** Task objective **
Rewrite all the records with "single point" changed to "one point" wherever it appears, keeping everything else the same. Leave the pictures out of your answer.
+ + + + + + +
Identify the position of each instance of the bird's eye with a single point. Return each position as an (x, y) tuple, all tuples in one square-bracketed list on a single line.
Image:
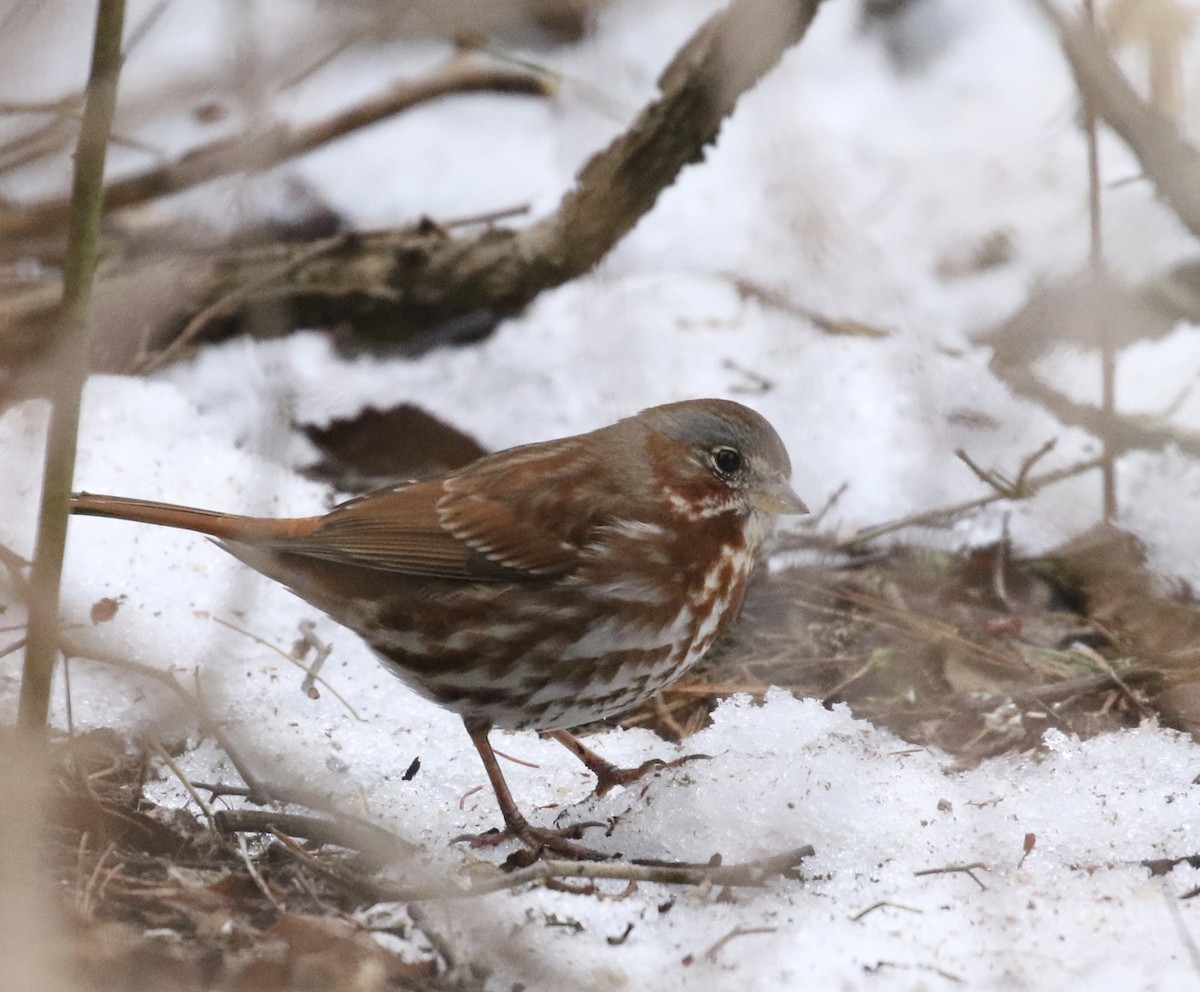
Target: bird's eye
[(727, 461)]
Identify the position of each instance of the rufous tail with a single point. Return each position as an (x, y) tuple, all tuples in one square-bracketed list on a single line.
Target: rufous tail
[(225, 527)]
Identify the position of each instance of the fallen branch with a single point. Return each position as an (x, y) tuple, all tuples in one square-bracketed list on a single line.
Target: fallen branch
[(749, 873), (258, 150), (395, 284), (945, 513), (1169, 161)]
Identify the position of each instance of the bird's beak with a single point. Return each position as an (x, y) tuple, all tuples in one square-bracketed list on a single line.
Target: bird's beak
[(778, 497)]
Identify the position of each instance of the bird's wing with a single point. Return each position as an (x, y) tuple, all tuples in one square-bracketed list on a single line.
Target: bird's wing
[(503, 517)]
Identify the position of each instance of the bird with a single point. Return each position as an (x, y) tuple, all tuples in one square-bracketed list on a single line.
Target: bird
[(543, 587)]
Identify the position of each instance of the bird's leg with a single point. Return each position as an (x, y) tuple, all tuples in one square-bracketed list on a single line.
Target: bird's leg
[(607, 774), (537, 839)]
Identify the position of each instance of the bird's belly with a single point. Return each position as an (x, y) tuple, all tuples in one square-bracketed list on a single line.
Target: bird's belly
[(550, 657)]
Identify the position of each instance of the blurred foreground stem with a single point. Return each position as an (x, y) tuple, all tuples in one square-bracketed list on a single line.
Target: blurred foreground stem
[(70, 354)]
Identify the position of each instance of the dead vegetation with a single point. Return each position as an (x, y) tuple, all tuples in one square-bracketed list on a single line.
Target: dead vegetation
[(975, 653)]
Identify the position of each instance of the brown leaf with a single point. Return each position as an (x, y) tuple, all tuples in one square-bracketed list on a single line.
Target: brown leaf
[(102, 611)]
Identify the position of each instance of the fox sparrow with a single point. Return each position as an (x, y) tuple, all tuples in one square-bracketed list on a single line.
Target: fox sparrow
[(541, 587)]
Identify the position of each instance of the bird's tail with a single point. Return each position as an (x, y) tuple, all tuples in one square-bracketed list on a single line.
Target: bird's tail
[(225, 527)]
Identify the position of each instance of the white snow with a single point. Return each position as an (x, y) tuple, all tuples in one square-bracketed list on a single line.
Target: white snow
[(841, 185)]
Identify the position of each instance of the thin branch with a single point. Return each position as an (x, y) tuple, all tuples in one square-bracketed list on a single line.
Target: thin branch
[(400, 283), (1169, 161), (257, 151), (353, 835), (749, 873), (70, 355), (931, 517)]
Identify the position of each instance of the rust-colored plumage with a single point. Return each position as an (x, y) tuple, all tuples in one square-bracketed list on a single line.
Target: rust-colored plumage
[(546, 585)]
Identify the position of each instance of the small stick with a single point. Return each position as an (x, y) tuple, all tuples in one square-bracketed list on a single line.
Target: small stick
[(881, 905), (184, 781), (244, 851), (738, 931), (928, 517), (967, 870), (750, 873), (353, 835)]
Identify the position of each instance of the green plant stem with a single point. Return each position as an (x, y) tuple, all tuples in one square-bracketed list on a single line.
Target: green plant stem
[(70, 355)]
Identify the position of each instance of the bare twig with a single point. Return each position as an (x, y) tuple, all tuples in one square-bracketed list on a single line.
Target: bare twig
[(750, 873), (71, 353), (400, 283), (1096, 263), (1169, 161), (967, 870), (160, 751), (259, 151), (352, 834), (931, 517), (883, 905), (738, 931)]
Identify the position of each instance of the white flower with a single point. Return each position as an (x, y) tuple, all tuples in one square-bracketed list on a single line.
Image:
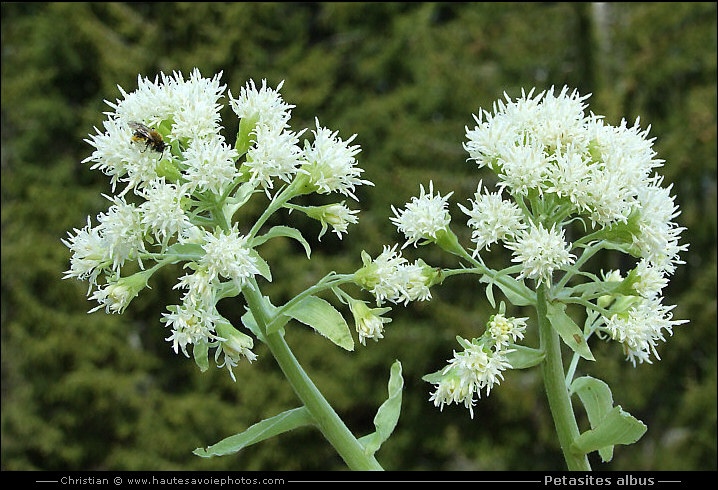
+ + + + + + +
** Written response **
Identify the position of each instance of the bird's eye with a one point. Return each position as an (x, y) tuple, all tuples in one square-bracketed list on a single line.
Image:
Target: bird's eye
[(727, 461)]
Identify the position of each instance of the rufous tail with a one point. Return each position as an (x, y) tuple, all tuples in one square-bracketed list on a single line.
Target: rufous tail
[(225, 527)]
Identify the position of each instance of the fallen branch with a one point. Return each position as an (x, y) tuple, all tuples in one square-bracketed list on a single line.
Target: fallen branch
[(749, 873), (258, 150), (395, 284), (945, 513), (1169, 161)]
Identify the position of each instance of the bird's beak with a one point. Return each position as an (x, y) tuple, all tuples in one square-bracketed list on a single line.
Target: bird's beak
[(778, 497)]
Identify the position of each instance of the bird's wing with a one point. Return each position as an (x, y) tuple, all tuples in one square-bracketed list on a single line.
Target: bird's wing
[(503, 517)]
Identify the position of each instance of the bird with a one point. Return each position as an (x, y) tuple, all tuples in one square-bracketed list on a single line.
Target: bird
[(543, 587)]
Identify the position of each instance of the bird's leg with a one point. Return each position as an (x, y) tuple, all tuples in one square-bracketed list on a single line.
Target: bird's leg
[(607, 774), (537, 839)]
Identify the position of each instance of the bird's belly with a one point. Return each position as an (x, y) tuple, all tuples in one square-bracketed list on a single line.
Target: bird's belly
[(550, 657)]
Identify the position of each instance of the blurred foreground stem with a one point. Return each position as an (x, y) tuple, all tuples in one square-bracketed list on a single line.
Target: blurred foreground stem
[(70, 354)]
Identify the position of each instance of the dead vegetation with a one point. Return each position as an (x, y) tuple, all tuples in one square-bracketed list on a single line.
Target: dead vegetation
[(975, 653)]
Identify the position of each instance of the brown leaf with a one point. Return each position as an (x, y) tuple, all tuples in one square-bracketed list on a single line.
Target: brown leaf
[(102, 611)]
Identify the position of each instance of the fox sparrow with a one point. Return each position as an (x, y) tuple, all tuples in one square-bracketed list on a single line.
Target: fox sparrow
[(541, 587)]
Identify the position of each instance of the bird's tail with a one point. Return each position as an (x, y) tuple, all tuples in one square-bracketed list on a single line.
Target: bird's tail
[(225, 527)]
Identify the position of each instance of the white snow with a one point. Return each position as an (x, y) tuple, all tuples in one square-bracketed list on a single line.
Target: white snow
[(841, 185)]
Identify the position of each instance of the thin branch with a one point. Return each position as an (x, y) tuple, all tuples in one square-bracketed list on a single line.
Target: thin branch
[(400, 283), (1169, 161), (257, 151), (353, 835), (749, 873), (70, 355), (931, 517)]
Identify the position of each instance of the rust-colored plumage with a one point. Return each position as an (x, y) tuple, all tuples in one square-bracketed list on a single line.
Target: rust-colored plumage
[(546, 585)]
Identify the position of each instance of the small stick with a one point. Return each position as an (x, y) tuple, all tuples in one square-bracketed list on a single line.
Target: small stick
[(881, 905), (184, 781), (244, 851), (738, 931), (928, 517), (967, 870), (750, 873), (353, 835)]
Identify the position of each instance of the green plant stem with a one point. Return each position as an (x, y) tuple, all tuples in one square-bracketed list on a single line.
Target: green plant stem
[(70, 355)]
Identify the position of each instance of the bare twig with a one point. Return each position as an (x, y) tuple, all tuples in one square-bracketed list on a single line.
Target: bare twig
[(750, 873), (71, 353), (400, 283), (1096, 263), (1169, 161), (967, 870), (160, 751), (259, 151), (352, 834), (931, 517), (883, 905), (738, 931)]
Identify the position of each instance of the white flower with a one point. Return each position as an (x, y) tuple, all tuples in one square-bracketed list on a single line.
Image:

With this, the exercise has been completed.